• Exercise requirements: Nothing but the lines from the one containing "Question. Place a dot on every instance of the white snow" to the end of the data should be returned, each exactly as written.

• Available data:

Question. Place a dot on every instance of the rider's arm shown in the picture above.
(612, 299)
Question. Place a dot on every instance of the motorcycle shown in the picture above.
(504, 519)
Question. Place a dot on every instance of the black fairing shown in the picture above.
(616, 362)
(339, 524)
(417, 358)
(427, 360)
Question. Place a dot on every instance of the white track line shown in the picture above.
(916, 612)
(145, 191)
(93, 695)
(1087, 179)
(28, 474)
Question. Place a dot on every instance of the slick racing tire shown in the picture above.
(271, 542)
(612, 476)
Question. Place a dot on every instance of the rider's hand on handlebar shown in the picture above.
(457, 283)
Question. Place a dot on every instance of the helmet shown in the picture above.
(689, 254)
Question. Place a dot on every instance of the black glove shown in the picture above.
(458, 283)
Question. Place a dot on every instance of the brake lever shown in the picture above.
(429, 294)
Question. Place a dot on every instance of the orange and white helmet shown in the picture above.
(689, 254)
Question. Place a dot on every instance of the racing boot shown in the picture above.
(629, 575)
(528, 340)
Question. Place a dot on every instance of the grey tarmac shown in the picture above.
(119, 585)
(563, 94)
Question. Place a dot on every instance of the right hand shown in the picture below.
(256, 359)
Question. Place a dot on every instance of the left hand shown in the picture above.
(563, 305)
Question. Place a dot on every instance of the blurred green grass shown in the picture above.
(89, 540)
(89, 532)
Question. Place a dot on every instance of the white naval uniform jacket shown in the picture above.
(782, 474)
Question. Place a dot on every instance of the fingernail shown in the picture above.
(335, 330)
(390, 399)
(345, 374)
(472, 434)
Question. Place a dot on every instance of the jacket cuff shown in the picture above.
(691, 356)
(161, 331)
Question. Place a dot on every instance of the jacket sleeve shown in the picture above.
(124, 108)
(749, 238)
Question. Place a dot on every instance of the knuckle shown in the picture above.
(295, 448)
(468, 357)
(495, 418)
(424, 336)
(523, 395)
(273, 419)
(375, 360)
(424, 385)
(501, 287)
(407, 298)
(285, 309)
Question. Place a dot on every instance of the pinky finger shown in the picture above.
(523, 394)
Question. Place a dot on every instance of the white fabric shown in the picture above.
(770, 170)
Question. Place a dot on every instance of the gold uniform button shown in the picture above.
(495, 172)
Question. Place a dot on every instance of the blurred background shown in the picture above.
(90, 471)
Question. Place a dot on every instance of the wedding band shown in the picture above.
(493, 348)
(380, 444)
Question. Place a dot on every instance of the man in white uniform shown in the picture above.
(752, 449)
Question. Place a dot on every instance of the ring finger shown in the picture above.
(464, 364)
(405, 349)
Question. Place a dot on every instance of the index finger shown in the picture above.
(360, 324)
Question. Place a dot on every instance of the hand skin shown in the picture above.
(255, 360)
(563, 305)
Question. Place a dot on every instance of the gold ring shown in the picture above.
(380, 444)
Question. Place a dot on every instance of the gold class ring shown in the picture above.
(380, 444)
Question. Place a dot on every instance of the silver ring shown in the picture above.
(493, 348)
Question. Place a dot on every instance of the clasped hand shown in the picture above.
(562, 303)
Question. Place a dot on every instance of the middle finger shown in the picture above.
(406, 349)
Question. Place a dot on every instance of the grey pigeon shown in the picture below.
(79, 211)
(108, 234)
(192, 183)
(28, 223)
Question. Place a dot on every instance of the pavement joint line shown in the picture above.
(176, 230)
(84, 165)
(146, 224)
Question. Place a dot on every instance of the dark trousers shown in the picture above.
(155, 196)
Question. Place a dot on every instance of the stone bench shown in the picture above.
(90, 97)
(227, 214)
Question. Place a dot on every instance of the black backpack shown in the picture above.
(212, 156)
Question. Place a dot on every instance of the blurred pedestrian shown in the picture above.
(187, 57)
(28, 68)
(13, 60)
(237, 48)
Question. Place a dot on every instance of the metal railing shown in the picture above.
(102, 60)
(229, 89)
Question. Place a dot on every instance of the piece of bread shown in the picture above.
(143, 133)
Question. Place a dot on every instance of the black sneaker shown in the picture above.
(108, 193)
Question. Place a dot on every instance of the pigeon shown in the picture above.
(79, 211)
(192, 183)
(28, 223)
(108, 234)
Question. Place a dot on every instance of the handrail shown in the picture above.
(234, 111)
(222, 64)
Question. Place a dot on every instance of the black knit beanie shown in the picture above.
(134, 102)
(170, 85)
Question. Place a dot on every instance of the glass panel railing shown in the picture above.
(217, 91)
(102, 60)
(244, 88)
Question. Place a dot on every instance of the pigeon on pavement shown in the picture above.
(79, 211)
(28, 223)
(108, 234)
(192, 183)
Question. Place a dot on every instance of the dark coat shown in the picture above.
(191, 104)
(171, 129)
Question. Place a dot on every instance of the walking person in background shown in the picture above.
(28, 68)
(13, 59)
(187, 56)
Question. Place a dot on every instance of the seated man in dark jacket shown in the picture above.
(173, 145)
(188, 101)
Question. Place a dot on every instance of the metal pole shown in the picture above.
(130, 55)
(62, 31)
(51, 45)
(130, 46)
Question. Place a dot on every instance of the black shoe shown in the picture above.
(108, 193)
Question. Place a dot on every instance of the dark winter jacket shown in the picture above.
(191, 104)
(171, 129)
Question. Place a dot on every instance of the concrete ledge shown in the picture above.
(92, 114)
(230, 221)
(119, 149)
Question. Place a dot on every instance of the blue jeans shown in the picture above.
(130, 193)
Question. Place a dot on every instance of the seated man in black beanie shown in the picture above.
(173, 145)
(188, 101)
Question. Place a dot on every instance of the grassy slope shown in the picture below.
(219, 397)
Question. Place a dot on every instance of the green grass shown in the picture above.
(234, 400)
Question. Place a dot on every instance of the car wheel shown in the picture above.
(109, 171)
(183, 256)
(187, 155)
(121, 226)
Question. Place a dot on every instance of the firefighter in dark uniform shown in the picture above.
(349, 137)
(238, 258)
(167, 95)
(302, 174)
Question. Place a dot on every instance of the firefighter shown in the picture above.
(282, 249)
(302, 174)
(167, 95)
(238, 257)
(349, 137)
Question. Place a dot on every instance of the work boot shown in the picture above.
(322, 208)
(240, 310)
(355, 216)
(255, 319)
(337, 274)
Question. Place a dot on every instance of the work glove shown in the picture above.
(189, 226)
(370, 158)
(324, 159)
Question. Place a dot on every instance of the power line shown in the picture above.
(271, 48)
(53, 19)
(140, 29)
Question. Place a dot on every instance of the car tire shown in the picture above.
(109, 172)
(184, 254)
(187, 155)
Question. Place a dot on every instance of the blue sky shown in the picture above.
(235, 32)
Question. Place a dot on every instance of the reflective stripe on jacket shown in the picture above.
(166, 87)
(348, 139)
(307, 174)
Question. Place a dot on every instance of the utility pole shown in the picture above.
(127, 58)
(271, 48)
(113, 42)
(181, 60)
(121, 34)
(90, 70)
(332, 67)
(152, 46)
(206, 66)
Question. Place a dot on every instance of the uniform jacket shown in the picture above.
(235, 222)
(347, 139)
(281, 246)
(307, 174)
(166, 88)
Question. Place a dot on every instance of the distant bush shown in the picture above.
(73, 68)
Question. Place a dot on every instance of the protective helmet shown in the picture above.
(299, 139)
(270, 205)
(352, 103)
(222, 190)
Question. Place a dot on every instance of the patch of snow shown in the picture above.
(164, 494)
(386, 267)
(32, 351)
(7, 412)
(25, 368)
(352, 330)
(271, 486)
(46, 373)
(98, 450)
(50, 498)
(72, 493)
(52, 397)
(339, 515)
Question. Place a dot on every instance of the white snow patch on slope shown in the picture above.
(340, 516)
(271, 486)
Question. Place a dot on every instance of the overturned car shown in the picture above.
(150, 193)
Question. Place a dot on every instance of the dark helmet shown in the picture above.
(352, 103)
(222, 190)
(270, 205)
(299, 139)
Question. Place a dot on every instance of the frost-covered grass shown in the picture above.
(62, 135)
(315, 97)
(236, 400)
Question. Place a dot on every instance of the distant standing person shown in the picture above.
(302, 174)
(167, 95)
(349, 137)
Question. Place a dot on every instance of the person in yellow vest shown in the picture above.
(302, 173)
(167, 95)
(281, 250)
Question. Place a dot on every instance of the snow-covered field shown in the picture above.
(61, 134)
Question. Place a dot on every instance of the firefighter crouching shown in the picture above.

• Written response:
Question. Place a dot on every instance of the white snow patch on slope shown in the picture above.
(340, 516)
(271, 486)
Question. Place a dot on every instance of the overturned car shown in the picture above.
(150, 193)
Question. Place a dot on every instance of the dark helmet shown in the picture above.
(352, 103)
(222, 190)
(270, 205)
(299, 139)
Question. Place a dot on every instance of the frost-covered grass shown in the picture above.
(62, 135)
(315, 97)
(236, 400)
Question. Place a dot on every instance of the distant standing person shown in the picture above.
(302, 174)
(167, 95)
(349, 137)
Question. Place a dot on every instance of the person in yellow vest shown in the picture above.
(302, 173)
(167, 95)
(281, 250)
Question. Place a dot on every instance of the snow-covered field shown in the picture above.
(61, 134)
Question. Place a dot on every instance of the firefighter crouching shown in the picture above.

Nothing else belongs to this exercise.